- What the exercise asks
Reproduce the line that holds "the arched opening" together with all the lines after it up to the end of the entries.

───── Data lines ─────

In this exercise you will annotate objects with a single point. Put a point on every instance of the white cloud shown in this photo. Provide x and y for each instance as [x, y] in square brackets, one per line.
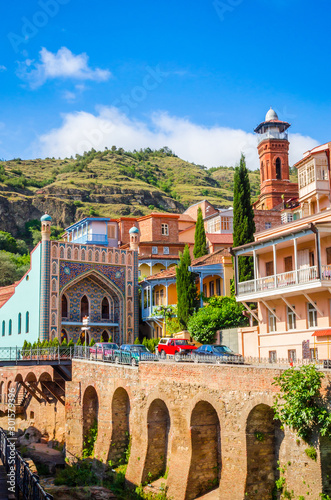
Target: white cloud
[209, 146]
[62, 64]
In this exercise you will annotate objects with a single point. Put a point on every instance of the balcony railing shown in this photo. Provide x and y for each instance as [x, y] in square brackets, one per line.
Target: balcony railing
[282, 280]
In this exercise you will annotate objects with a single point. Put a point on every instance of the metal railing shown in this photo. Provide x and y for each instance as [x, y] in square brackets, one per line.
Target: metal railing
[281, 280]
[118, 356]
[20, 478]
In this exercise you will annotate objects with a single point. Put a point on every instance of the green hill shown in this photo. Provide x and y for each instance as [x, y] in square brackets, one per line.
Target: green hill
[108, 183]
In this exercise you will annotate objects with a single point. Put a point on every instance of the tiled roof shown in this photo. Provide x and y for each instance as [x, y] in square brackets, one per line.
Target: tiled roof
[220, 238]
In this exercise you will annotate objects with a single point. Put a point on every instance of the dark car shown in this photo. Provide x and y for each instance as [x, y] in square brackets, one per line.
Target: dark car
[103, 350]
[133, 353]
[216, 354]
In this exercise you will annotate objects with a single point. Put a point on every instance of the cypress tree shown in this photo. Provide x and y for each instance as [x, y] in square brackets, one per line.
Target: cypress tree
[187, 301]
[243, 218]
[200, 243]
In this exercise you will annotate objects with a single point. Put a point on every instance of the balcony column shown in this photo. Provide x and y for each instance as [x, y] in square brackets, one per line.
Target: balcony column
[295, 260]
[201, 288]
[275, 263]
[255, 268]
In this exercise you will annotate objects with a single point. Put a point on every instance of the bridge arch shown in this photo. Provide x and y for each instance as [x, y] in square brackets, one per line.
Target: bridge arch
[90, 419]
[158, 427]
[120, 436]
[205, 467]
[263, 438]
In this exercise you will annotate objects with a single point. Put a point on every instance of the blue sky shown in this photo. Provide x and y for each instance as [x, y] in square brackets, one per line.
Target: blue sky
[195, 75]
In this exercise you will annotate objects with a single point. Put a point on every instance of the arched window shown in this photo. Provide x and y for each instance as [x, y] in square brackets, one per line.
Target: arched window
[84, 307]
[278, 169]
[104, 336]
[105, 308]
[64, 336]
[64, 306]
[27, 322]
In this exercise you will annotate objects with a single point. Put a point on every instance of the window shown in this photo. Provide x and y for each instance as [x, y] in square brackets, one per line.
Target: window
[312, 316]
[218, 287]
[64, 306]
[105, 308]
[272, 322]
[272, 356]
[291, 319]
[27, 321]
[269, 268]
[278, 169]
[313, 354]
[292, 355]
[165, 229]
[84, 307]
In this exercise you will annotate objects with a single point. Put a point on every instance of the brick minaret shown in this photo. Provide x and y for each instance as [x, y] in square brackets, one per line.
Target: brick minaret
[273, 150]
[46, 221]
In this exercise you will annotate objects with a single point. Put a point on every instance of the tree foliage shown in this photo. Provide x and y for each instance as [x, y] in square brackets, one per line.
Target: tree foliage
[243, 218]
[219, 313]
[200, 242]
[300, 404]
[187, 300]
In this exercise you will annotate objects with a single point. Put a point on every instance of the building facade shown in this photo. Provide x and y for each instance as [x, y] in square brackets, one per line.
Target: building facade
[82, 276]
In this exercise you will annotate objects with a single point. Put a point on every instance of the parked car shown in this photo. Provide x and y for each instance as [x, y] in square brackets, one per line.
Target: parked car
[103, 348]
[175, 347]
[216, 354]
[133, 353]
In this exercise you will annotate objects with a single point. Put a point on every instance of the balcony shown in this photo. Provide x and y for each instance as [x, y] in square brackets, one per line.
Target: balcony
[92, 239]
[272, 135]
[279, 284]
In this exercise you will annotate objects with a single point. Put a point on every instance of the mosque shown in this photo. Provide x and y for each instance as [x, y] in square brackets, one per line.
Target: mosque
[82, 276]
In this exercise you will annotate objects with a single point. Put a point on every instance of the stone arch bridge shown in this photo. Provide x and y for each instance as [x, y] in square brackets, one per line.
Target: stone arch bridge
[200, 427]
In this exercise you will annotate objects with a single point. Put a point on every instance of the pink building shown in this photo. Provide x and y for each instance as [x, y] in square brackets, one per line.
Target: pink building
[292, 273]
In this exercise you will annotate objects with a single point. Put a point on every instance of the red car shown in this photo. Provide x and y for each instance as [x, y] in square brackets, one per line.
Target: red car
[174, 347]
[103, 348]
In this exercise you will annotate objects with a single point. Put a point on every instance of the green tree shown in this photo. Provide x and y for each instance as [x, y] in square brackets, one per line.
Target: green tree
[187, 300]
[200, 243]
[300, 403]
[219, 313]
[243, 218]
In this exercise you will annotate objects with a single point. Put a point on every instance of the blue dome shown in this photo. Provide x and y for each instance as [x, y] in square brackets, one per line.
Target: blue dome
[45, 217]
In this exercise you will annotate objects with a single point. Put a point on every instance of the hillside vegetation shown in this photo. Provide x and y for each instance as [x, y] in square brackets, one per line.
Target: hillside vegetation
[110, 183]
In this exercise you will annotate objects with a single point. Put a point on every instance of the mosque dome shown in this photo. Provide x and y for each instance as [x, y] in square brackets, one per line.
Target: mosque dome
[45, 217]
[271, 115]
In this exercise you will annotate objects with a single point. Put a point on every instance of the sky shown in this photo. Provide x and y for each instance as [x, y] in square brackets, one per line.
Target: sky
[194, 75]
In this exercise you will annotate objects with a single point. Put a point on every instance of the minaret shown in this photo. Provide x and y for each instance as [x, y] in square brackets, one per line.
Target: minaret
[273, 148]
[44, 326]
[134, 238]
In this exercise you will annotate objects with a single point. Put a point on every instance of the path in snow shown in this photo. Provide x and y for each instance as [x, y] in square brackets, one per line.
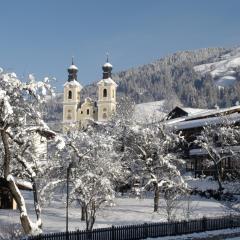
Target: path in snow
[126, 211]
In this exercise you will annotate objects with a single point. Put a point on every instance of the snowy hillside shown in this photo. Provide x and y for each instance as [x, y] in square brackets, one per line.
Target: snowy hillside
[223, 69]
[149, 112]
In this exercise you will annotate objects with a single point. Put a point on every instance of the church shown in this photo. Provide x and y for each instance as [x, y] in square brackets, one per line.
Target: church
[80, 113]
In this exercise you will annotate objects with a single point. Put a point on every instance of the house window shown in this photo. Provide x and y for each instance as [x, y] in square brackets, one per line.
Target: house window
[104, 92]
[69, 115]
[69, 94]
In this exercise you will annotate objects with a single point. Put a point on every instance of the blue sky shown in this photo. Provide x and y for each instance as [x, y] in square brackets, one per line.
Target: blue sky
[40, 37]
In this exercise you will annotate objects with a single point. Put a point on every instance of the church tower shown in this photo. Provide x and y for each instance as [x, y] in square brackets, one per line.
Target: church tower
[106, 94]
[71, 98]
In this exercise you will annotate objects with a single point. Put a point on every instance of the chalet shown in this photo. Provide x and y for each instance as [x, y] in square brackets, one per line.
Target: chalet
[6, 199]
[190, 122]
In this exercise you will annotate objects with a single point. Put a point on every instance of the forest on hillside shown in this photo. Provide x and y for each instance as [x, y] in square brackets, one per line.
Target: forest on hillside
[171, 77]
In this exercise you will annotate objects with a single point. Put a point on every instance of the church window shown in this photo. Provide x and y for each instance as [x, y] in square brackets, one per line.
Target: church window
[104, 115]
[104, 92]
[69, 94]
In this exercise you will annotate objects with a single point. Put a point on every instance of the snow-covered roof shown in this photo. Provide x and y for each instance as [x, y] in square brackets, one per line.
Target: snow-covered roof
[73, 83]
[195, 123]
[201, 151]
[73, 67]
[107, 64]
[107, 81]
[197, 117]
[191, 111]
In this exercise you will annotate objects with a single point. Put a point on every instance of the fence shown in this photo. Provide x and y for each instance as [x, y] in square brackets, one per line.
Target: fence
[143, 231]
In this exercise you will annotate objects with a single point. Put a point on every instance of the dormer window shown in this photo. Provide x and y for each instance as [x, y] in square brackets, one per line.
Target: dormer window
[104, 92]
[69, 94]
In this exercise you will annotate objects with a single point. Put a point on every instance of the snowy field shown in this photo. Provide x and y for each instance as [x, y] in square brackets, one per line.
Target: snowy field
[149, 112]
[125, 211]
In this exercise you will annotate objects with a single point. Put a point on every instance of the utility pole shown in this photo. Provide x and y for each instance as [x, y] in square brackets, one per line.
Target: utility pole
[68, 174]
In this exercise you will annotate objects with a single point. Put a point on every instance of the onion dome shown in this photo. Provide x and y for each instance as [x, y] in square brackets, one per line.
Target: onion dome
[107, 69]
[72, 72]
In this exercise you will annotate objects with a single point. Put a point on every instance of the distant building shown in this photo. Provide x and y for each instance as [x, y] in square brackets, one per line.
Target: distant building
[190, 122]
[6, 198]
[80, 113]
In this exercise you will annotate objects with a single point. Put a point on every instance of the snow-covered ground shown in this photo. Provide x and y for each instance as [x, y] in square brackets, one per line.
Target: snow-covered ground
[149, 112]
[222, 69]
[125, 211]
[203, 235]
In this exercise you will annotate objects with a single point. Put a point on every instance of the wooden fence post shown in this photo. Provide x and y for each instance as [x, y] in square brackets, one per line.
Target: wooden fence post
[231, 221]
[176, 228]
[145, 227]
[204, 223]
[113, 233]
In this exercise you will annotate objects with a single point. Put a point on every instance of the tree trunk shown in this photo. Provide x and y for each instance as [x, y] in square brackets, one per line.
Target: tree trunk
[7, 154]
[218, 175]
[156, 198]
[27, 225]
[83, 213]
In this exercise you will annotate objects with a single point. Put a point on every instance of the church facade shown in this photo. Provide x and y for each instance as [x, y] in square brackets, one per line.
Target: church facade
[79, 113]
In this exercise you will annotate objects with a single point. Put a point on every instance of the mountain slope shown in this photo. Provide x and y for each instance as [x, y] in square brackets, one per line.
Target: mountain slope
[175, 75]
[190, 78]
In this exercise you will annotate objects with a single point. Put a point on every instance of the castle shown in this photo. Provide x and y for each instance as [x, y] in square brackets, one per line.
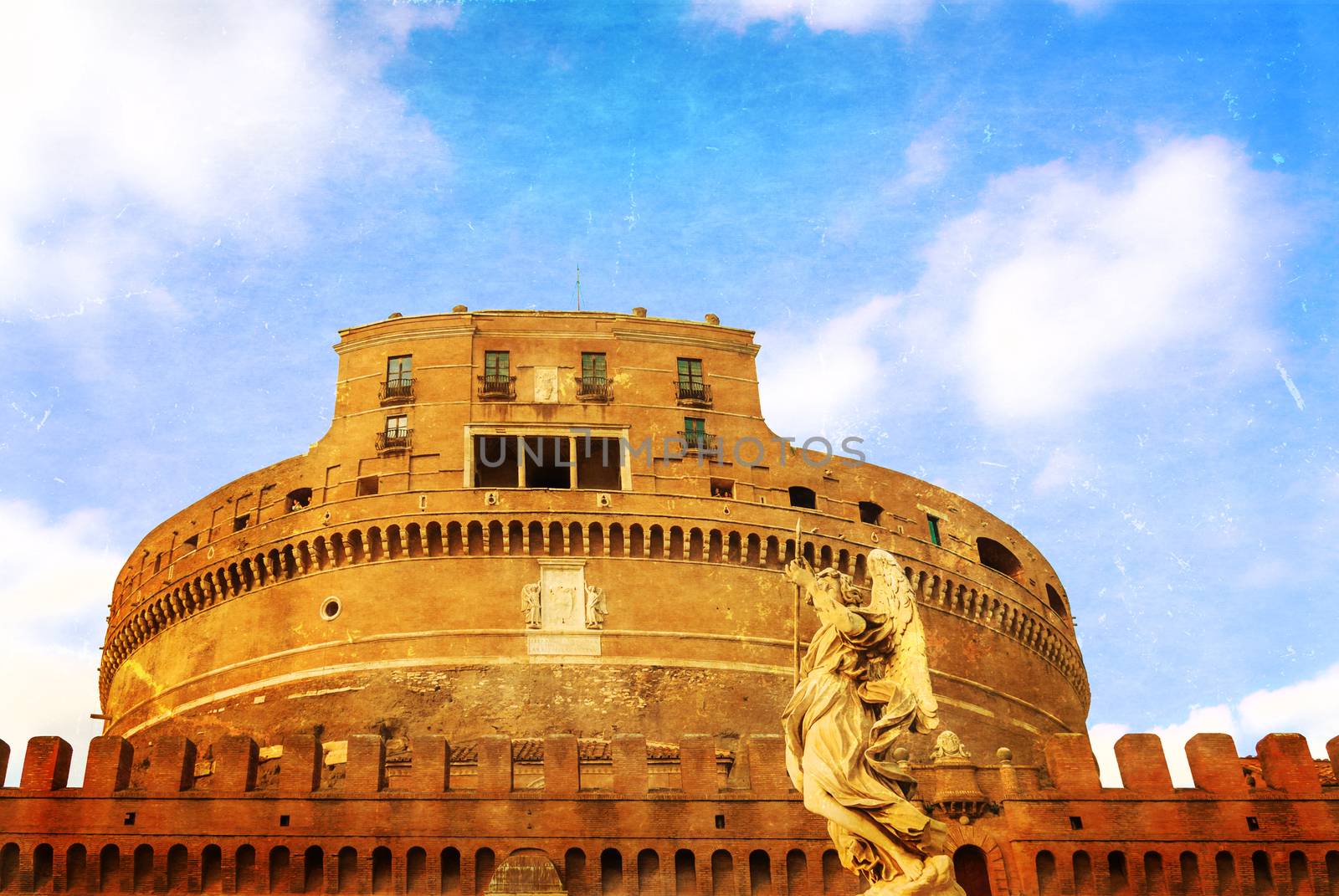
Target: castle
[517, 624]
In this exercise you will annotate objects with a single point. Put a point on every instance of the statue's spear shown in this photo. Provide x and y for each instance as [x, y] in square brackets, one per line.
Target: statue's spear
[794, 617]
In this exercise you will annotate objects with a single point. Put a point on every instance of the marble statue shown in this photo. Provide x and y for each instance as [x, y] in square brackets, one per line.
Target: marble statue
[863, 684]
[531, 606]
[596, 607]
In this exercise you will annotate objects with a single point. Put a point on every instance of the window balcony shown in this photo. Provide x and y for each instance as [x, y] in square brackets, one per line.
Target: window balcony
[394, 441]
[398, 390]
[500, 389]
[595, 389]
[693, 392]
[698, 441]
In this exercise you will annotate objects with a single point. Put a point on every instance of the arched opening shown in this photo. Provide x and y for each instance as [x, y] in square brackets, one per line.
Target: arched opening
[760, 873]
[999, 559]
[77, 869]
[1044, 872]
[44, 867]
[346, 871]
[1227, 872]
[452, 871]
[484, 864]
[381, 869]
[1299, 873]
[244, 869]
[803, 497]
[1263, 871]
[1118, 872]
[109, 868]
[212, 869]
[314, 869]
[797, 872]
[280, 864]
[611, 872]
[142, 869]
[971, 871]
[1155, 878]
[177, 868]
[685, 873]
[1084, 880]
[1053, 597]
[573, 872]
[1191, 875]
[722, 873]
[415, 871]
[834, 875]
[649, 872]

─────

- Full output
In this exercise you will annotate objects with a single point. Put a point on every instance of the arched opening shown in this photo. Provide x and y for each instance as [x, y] in square brackets, one per line.
Target: arched opening
[760, 873]
[999, 559]
[77, 869]
[1044, 872]
[44, 867]
[346, 871]
[1227, 872]
[452, 871]
[484, 864]
[381, 869]
[1299, 873]
[244, 869]
[803, 497]
[1263, 871]
[1118, 872]
[109, 868]
[212, 869]
[314, 869]
[797, 872]
[280, 864]
[611, 872]
[142, 869]
[971, 871]
[1155, 878]
[177, 868]
[685, 873]
[1084, 880]
[1053, 597]
[573, 872]
[1191, 875]
[722, 873]
[415, 871]
[834, 875]
[649, 872]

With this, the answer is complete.